[Directive] Copy the lines from the one containing "For each <instance>" to the one containing "positive clicks: (299, 428)" in the records below.

[Provided data]

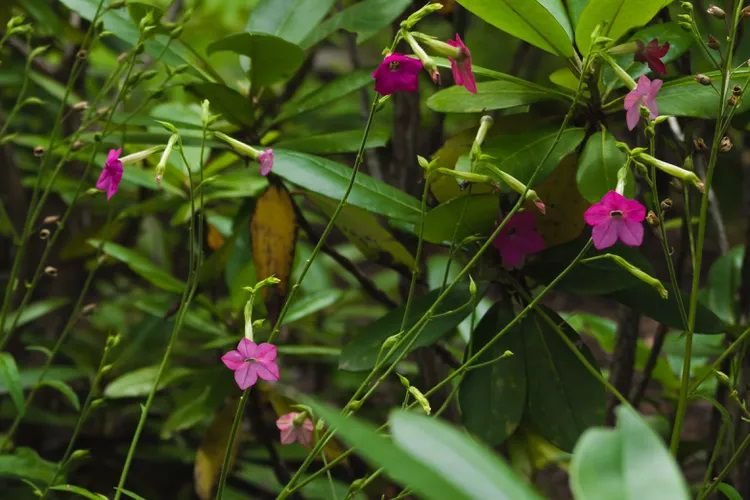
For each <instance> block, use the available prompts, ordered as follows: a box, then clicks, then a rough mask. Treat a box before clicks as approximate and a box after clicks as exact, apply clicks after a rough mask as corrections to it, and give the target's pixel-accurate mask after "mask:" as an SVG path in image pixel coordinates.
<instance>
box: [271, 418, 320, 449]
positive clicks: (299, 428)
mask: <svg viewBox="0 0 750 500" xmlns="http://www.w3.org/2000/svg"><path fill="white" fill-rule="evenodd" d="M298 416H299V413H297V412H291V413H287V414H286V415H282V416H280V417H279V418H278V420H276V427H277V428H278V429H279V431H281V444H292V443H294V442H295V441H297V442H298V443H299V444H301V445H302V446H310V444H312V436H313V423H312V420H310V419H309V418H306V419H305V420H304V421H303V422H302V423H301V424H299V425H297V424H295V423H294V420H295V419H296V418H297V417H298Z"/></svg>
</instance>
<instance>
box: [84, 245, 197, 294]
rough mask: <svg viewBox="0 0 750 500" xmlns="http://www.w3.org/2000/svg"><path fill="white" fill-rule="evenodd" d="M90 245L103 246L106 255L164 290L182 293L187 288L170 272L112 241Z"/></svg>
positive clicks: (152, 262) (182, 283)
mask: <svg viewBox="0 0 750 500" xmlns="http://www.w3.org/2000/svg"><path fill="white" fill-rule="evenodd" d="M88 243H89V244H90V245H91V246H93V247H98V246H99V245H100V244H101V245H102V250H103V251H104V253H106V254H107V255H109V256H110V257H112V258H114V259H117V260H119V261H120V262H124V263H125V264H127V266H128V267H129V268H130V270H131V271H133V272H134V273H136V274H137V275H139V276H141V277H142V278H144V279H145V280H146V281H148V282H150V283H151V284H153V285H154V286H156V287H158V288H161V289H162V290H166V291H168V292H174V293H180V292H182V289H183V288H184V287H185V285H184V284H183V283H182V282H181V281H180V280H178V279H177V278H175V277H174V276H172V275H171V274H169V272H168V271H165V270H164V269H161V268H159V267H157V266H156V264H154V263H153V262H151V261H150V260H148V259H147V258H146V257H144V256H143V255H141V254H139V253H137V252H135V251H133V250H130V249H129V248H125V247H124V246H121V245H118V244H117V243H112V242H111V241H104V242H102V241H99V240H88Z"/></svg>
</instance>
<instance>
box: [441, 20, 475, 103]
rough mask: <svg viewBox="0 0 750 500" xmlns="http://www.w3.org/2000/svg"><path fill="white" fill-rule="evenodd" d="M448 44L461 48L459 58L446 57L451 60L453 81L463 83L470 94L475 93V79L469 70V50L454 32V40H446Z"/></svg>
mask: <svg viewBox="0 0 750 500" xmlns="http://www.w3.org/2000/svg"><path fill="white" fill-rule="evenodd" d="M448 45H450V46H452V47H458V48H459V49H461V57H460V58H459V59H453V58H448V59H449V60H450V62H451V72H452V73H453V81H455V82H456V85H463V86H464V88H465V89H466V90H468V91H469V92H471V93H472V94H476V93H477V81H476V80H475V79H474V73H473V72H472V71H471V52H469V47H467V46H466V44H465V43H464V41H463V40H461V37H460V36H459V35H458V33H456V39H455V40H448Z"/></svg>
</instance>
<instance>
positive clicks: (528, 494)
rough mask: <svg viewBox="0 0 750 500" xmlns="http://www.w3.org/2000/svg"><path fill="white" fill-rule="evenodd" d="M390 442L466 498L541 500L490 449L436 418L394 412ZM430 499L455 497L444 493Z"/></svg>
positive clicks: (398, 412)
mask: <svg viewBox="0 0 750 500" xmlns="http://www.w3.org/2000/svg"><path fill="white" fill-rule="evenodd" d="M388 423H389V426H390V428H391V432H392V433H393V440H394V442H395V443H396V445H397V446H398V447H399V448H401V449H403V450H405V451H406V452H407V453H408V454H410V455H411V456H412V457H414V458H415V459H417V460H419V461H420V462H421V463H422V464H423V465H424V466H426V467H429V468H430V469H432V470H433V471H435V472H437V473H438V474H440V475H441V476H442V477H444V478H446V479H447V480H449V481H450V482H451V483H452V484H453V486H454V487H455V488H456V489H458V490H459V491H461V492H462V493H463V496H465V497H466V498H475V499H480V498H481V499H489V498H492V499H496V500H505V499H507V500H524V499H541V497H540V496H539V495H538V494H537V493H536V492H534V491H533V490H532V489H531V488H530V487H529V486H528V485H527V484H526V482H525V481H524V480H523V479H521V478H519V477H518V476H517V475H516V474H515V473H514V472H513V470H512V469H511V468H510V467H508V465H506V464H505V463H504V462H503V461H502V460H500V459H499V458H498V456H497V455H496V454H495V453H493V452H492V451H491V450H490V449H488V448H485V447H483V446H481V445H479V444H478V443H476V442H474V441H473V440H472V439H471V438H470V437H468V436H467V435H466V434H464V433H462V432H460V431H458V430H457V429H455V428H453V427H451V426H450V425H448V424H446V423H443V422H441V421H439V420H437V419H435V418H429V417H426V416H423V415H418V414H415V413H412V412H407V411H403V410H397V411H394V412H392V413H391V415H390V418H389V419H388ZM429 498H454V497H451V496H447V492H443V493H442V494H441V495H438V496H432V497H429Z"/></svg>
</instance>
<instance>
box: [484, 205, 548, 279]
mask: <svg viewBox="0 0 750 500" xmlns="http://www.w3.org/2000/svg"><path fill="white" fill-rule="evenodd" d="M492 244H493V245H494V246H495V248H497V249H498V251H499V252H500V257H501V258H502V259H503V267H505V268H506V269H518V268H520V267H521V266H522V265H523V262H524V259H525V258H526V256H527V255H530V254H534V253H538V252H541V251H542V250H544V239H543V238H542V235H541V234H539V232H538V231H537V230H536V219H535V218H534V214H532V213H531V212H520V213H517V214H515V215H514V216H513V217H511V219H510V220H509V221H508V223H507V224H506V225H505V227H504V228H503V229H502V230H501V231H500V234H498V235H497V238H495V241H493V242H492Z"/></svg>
---
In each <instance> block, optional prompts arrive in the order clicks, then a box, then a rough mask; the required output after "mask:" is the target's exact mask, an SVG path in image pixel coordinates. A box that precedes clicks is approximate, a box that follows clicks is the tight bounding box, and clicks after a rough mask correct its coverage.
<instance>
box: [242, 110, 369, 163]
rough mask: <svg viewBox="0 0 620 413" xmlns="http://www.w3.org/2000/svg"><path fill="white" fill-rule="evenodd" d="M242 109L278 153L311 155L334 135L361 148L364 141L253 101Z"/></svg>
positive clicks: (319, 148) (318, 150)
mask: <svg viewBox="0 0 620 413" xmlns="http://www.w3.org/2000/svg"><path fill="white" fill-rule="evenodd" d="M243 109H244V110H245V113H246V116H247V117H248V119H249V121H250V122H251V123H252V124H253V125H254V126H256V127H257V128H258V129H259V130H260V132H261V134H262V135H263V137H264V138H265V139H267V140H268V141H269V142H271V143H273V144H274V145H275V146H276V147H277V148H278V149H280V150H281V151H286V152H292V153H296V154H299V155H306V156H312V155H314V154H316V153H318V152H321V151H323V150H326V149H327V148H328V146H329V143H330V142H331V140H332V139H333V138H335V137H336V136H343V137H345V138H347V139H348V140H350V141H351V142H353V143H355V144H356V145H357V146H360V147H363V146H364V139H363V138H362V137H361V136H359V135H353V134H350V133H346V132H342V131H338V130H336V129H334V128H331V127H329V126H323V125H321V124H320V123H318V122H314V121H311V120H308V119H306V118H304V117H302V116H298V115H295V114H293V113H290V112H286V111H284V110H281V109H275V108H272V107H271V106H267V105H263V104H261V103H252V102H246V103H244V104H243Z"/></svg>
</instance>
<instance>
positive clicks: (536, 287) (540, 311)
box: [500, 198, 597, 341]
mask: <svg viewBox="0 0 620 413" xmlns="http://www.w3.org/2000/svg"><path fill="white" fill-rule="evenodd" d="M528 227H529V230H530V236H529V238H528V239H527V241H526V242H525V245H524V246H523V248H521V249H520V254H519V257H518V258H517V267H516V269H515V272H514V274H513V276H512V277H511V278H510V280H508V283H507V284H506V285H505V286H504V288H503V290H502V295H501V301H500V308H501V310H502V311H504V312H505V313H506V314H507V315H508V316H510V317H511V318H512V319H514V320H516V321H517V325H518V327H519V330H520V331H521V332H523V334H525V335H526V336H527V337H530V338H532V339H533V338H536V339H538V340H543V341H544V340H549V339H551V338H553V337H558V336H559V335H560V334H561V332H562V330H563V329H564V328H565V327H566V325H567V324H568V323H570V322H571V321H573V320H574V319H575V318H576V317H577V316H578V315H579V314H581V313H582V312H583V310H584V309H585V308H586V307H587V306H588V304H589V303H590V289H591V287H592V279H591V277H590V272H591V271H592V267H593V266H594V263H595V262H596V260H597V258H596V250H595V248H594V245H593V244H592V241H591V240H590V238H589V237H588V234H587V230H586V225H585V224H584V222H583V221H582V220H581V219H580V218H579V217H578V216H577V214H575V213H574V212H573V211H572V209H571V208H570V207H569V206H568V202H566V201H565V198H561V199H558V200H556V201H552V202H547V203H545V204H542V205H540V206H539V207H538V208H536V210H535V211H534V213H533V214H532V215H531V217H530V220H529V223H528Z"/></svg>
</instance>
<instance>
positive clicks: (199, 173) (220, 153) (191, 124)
...
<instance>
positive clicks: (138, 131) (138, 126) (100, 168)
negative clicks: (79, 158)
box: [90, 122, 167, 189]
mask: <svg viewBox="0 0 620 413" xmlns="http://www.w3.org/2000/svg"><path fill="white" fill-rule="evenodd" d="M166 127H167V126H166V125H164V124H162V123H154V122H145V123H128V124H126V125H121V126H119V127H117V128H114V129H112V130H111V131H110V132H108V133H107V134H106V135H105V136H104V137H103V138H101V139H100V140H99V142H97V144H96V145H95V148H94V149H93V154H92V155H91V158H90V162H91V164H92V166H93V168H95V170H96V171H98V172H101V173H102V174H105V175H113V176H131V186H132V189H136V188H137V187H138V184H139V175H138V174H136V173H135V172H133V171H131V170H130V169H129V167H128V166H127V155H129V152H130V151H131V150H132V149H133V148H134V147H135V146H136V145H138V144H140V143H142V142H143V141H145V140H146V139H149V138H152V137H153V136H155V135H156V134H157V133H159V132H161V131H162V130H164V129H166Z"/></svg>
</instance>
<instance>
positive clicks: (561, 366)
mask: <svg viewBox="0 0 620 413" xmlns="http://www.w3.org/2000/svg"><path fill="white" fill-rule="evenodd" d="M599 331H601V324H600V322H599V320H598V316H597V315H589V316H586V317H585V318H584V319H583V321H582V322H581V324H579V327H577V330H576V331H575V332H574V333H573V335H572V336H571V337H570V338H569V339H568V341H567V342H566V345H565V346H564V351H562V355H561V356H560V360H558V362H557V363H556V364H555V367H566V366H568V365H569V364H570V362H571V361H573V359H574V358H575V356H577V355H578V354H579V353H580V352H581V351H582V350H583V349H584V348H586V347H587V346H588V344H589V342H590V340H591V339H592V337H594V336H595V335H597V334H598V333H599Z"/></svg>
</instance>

[Result of the exercise]
For each <instance> block, use the available prompts, ordered as follows: a box, then clicks, then a rough mask. Treat a box before clicks as approximate and a box after clicks as exact, apply clicks after a rough mask as corrections to it, and give the target's pixel-accurate mask after "mask:" as an SVG path in image pixel coordinates.
<instance>
box: [271, 418, 320, 449]
positive clicks: (299, 428)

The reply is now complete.